Exercise: The answer must consist solely of the lines from the line with "Can you see the shrub" to the final line of the data below, reproduced exactly, pictures omitted.

Saved entries

● ● ●

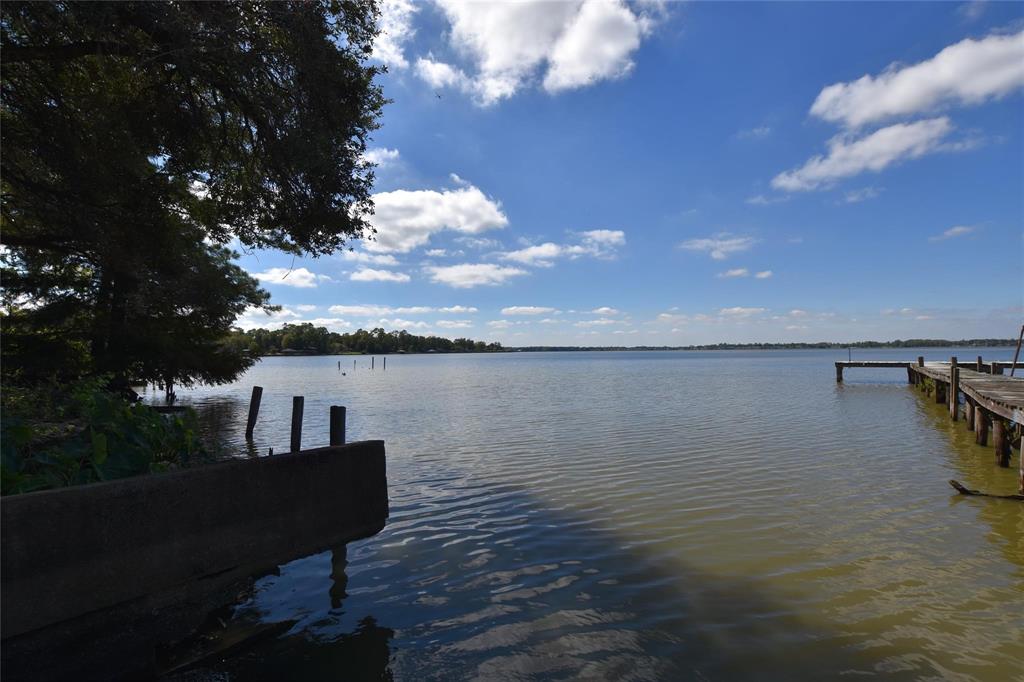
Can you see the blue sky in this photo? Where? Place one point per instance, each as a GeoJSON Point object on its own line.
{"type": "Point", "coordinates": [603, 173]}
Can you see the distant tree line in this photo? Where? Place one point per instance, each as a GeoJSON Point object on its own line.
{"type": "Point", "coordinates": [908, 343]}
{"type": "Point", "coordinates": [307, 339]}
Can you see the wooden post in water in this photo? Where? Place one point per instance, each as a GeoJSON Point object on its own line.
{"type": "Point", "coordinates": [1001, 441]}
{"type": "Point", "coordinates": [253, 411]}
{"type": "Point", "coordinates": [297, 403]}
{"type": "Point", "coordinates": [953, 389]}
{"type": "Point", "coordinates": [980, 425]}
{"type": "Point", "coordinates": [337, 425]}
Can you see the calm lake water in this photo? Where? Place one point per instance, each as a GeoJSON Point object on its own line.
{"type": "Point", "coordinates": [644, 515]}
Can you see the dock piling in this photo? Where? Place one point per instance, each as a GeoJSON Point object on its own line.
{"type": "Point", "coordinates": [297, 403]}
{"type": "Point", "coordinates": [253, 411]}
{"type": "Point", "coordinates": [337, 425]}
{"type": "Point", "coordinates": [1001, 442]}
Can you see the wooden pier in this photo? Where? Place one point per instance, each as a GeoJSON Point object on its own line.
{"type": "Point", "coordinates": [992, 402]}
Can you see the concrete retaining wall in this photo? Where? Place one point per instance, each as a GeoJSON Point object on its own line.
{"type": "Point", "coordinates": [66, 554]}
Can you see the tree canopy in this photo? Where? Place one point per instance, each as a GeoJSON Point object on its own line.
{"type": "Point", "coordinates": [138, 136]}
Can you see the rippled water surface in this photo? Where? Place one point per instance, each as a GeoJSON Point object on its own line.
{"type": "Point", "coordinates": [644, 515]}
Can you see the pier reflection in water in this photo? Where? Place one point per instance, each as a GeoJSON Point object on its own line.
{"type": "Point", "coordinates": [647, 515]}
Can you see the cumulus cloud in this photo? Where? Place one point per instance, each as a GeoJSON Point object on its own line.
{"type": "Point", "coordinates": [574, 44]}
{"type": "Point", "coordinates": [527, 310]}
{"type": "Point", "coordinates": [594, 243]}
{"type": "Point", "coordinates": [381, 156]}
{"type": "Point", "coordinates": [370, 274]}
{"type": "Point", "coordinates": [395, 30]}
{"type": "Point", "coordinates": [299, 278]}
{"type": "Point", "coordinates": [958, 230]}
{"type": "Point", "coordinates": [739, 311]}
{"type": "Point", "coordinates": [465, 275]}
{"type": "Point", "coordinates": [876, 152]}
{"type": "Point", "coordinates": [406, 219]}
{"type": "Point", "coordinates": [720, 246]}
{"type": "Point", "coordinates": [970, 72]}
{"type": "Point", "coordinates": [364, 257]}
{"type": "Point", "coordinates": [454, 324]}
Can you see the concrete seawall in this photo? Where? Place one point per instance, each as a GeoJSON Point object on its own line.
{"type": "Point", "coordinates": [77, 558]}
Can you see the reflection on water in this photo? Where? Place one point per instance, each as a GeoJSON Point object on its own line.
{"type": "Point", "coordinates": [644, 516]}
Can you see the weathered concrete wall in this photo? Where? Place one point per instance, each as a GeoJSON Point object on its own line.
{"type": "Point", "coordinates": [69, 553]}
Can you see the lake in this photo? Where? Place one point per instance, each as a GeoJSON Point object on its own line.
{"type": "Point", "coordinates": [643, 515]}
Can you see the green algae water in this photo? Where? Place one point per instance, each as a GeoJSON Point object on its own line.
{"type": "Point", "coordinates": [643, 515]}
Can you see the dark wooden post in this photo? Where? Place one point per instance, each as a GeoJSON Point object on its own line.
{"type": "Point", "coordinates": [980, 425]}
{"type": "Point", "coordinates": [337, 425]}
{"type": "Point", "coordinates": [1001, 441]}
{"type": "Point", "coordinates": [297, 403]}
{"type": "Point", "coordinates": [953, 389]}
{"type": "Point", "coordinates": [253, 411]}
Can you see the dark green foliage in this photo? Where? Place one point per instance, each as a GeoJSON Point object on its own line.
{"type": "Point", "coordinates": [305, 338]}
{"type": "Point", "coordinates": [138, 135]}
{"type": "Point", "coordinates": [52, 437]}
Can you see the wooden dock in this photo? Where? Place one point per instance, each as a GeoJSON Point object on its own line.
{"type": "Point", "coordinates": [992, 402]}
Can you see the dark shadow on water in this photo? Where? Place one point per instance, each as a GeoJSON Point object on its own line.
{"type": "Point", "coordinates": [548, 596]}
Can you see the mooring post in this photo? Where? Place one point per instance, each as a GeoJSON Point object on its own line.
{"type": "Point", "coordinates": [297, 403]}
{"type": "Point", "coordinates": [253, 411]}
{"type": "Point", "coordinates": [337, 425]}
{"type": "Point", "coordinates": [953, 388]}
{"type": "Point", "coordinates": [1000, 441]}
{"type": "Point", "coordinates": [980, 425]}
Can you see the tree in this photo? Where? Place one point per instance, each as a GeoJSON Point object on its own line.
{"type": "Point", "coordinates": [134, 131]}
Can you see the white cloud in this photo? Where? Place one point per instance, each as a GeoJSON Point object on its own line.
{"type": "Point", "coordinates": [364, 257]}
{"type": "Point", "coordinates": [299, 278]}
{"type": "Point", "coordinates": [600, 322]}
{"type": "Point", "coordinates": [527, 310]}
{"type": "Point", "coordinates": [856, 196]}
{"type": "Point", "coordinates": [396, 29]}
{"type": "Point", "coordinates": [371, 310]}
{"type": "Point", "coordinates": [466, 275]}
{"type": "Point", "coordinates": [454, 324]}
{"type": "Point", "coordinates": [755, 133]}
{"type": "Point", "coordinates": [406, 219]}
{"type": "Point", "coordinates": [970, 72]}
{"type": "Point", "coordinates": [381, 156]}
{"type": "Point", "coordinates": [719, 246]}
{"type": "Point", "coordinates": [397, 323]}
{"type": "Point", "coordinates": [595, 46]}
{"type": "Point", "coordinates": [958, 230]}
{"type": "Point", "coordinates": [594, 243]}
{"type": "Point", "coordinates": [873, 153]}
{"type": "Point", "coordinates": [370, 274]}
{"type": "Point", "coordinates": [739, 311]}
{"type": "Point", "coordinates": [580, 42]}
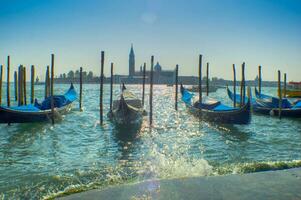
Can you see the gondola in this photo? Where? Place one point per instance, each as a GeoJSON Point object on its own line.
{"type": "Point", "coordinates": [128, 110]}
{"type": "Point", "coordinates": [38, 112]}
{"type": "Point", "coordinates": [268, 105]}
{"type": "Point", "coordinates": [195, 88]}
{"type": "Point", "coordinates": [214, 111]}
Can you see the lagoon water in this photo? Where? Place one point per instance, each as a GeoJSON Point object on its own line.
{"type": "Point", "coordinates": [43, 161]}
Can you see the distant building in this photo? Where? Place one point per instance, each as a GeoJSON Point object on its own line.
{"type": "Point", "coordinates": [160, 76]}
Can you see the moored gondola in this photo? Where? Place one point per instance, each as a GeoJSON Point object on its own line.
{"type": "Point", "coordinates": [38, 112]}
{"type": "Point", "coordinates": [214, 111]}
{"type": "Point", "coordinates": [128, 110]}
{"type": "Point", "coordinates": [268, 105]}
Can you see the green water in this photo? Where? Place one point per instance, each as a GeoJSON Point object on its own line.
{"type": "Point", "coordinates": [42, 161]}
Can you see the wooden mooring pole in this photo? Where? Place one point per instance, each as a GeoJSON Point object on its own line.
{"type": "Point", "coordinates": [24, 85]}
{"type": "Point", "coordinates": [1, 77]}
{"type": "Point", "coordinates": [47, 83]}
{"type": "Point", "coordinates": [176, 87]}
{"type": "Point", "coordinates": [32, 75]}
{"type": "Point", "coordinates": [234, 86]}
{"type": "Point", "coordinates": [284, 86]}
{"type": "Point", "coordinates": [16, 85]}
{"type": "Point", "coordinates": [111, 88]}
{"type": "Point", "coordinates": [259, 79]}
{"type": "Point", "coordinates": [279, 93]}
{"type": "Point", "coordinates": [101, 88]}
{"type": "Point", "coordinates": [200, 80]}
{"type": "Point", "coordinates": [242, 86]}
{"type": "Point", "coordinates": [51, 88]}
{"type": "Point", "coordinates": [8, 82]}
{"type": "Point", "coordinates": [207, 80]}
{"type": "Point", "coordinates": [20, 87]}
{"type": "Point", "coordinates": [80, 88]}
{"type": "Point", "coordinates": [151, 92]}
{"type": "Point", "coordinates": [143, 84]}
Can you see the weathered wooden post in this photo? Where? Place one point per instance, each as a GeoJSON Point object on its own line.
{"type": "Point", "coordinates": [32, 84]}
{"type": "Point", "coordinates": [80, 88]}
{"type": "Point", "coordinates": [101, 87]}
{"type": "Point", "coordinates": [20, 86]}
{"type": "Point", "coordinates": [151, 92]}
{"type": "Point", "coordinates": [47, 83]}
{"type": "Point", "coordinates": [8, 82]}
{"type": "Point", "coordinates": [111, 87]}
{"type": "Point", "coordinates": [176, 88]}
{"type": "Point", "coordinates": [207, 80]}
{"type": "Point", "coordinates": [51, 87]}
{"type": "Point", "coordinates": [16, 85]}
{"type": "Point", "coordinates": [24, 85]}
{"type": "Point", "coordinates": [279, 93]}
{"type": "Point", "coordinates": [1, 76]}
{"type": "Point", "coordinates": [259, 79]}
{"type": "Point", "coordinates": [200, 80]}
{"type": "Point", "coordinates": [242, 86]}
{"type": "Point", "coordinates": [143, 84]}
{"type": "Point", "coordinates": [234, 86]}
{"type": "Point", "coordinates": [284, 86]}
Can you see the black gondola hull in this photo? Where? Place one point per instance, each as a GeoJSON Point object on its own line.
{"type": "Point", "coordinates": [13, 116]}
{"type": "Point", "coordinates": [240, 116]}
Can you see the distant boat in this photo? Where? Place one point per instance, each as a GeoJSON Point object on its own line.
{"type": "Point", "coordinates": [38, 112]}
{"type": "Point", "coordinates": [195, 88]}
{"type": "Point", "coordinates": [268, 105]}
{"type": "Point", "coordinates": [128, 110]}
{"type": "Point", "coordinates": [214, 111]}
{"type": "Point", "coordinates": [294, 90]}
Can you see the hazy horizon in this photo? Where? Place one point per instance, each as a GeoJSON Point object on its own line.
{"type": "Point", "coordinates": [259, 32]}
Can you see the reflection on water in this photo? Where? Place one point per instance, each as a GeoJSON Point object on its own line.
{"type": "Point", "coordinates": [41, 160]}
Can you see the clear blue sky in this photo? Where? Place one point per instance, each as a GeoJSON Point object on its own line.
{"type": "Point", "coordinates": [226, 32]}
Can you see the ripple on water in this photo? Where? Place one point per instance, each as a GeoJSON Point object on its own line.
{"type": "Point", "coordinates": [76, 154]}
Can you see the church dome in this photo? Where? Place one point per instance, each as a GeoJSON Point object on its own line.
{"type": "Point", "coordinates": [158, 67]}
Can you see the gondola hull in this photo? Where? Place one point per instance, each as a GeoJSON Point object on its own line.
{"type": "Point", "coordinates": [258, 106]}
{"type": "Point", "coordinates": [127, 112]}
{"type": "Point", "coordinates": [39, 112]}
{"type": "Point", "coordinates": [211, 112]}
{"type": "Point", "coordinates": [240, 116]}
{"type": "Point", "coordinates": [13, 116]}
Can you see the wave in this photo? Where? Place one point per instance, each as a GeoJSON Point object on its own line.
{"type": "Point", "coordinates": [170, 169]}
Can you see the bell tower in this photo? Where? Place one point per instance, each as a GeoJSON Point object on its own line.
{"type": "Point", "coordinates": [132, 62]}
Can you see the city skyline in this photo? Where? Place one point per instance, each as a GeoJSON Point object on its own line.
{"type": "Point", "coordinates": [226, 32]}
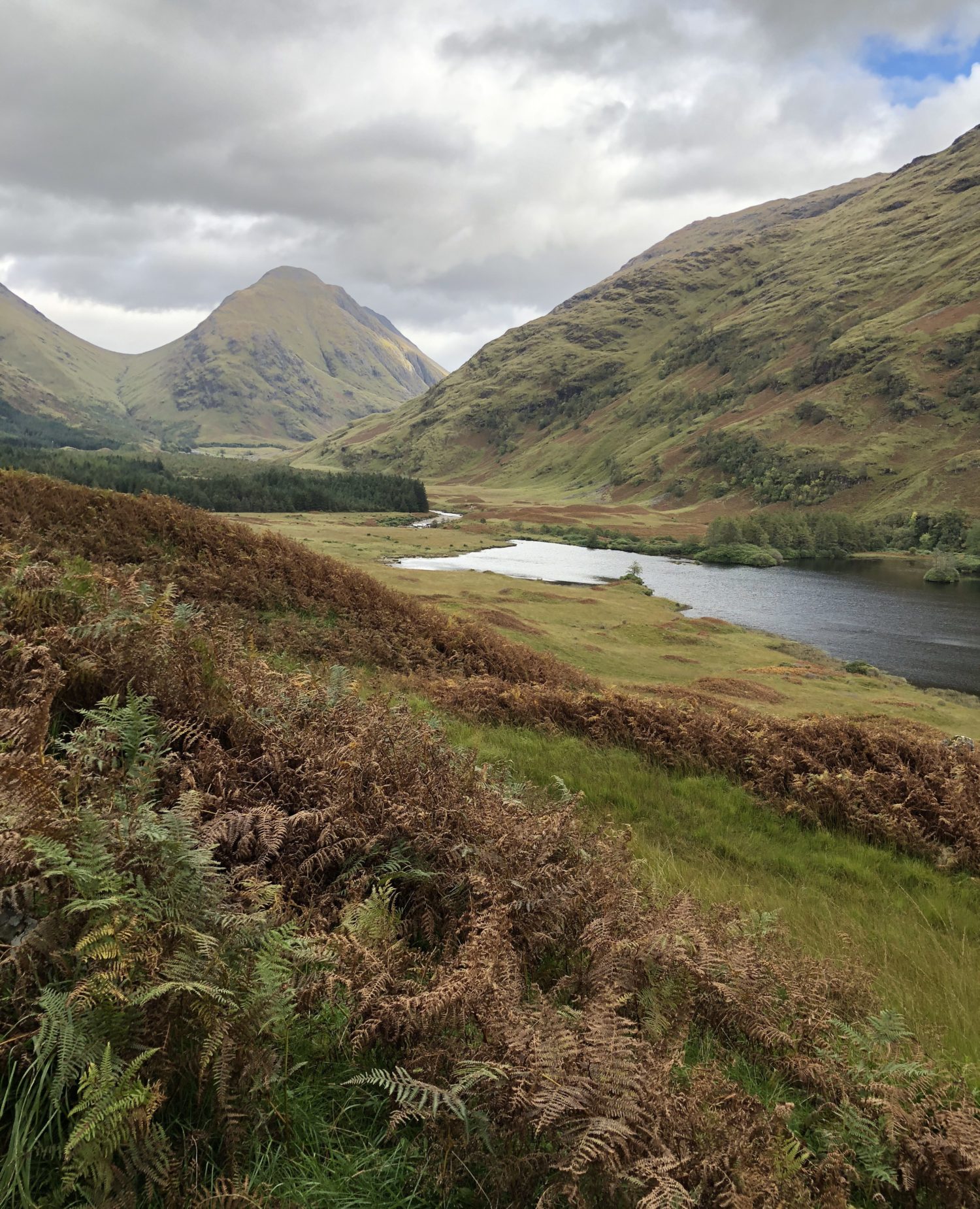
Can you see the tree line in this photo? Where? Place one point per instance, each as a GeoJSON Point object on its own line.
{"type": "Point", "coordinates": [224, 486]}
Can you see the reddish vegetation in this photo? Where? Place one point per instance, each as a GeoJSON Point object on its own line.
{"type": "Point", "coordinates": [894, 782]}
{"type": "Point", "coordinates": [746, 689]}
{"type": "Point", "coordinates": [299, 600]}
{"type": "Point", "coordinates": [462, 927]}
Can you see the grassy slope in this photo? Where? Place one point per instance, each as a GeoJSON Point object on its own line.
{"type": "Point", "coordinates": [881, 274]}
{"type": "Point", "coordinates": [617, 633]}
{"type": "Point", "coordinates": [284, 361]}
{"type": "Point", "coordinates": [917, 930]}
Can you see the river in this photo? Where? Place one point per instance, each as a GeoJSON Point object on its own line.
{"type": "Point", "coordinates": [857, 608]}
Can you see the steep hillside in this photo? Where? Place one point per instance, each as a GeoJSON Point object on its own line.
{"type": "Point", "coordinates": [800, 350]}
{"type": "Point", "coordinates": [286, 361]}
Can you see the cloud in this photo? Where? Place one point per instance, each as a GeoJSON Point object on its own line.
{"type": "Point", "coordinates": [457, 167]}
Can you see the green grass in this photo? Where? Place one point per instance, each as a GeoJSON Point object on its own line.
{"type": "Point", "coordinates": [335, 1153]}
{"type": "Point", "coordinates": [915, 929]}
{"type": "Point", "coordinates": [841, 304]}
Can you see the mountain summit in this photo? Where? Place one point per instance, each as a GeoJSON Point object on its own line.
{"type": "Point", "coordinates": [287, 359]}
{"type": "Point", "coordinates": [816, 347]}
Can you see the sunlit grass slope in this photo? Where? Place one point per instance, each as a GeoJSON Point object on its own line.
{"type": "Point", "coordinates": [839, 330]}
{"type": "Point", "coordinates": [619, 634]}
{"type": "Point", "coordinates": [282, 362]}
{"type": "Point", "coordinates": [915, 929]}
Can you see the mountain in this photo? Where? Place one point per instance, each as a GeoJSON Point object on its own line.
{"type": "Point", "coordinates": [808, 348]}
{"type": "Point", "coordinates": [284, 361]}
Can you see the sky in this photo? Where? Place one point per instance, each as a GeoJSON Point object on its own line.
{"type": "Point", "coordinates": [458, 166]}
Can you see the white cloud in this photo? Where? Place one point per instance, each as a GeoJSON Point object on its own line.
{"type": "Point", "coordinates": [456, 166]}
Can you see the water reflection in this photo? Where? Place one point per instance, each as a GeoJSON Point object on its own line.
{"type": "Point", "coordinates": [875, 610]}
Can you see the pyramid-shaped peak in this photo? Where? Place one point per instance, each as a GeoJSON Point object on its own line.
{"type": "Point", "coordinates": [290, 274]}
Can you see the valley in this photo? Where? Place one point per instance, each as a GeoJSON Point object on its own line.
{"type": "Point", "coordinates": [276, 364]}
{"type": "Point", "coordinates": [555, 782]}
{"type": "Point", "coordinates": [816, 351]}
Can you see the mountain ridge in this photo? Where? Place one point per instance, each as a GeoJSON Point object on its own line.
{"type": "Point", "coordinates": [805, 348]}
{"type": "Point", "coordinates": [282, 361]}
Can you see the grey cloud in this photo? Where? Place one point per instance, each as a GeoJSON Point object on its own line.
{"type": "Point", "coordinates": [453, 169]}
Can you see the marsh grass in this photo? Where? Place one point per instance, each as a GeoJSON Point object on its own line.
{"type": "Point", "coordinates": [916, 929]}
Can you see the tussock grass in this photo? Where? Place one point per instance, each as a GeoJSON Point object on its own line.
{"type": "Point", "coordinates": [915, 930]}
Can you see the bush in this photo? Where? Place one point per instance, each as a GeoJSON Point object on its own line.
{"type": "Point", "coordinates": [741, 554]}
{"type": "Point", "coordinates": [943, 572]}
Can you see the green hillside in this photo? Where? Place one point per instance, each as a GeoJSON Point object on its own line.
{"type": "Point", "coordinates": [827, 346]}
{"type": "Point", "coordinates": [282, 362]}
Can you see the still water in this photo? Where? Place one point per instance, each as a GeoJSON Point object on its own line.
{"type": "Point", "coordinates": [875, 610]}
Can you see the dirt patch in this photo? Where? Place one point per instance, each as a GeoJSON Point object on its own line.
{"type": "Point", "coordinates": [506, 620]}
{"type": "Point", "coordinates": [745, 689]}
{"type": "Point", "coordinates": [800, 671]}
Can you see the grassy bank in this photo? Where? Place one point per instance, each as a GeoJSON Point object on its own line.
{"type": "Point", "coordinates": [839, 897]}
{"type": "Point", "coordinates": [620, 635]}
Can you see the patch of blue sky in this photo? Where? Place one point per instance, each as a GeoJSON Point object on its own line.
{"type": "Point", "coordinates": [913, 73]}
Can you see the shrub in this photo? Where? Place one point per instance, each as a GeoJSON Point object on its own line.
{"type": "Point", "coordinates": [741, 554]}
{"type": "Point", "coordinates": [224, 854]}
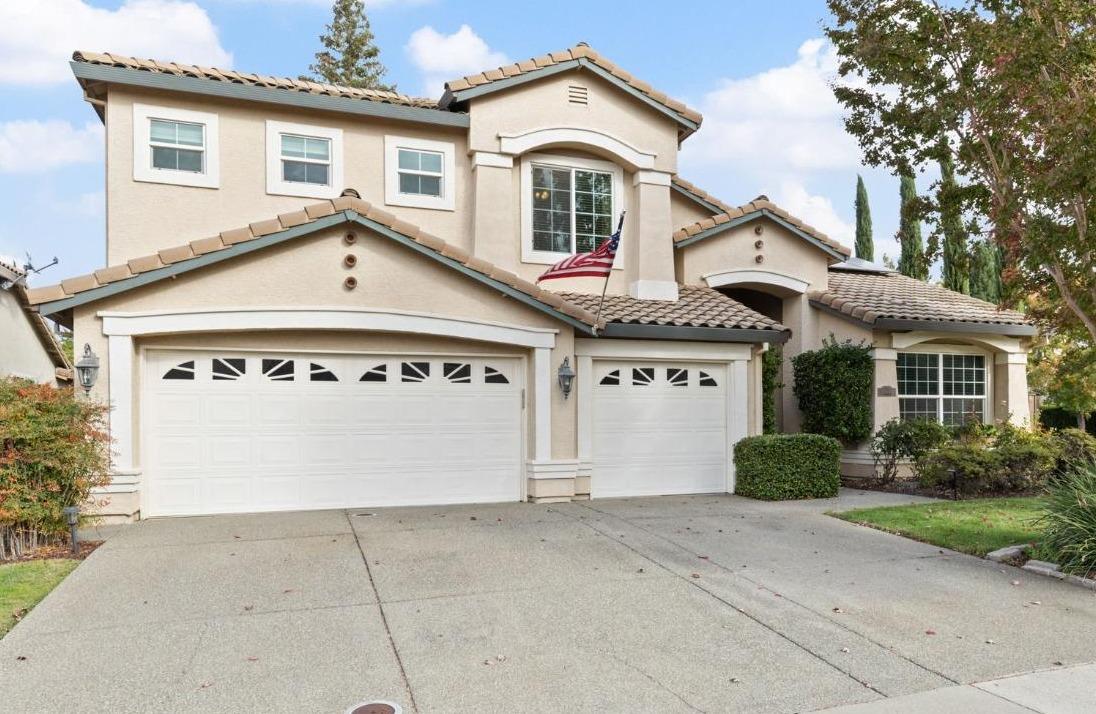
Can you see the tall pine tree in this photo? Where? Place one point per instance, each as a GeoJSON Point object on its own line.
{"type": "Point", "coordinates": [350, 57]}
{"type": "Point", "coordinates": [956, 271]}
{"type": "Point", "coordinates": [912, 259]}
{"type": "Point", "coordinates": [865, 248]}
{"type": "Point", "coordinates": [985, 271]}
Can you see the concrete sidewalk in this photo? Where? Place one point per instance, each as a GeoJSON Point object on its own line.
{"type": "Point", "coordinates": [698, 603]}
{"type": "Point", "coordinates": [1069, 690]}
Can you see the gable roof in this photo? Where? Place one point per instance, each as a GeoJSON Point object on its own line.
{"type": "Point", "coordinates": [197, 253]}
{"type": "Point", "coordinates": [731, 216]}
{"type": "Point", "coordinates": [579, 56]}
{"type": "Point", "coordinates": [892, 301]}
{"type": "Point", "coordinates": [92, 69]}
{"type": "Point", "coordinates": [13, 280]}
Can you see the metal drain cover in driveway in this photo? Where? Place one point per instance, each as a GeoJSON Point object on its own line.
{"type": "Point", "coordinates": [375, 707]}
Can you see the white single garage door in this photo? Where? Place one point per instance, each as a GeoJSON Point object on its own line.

● ● ●

Result of this exercise:
Can you see the shrub in this photo? Where? Place one point per instance, each as a GeoJSON Point object on its own line.
{"type": "Point", "coordinates": [741, 554]}
{"type": "Point", "coordinates": [224, 854]}
Can you see the tall pine tree in this photo? Where? Place one point per instance, each as a GeoJSON Point object on its own line.
{"type": "Point", "coordinates": [350, 57]}
{"type": "Point", "coordinates": [956, 271]}
{"type": "Point", "coordinates": [912, 259]}
{"type": "Point", "coordinates": [865, 248]}
{"type": "Point", "coordinates": [985, 271]}
Can you see the concrete sidewalk in this photo? Where? Place one point per instance, each as a GeoJSON Point object on its own line.
{"type": "Point", "coordinates": [698, 603]}
{"type": "Point", "coordinates": [1069, 690]}
Can you see the gable roof in this photo? Where? Place one point per instance, each as a GeoJSON Point object on its own line.
{"type": "Point", "coordinates": [197, 253]}
{"type": "Point", "coordinates": [731, 216]}
{"type": "Point", "coordinates": [579, 56]}
{"type": "Point", "coordinates": [892, 301]}
{"type": "Point", "coordinates": [92, 69]}
{"type": "Point", "coordinates": [13, 280]}
Can you see the metal drain cover in driveway in this photo? Where? Place one point per instance, each as a GeoJSON Point object on its own line.
{"type": "Point", "coordinates": [375, 707]}
Can you see the white single garage door in this photo? Where? Place one point per instance, each as a GeoJSON Point object on its own line.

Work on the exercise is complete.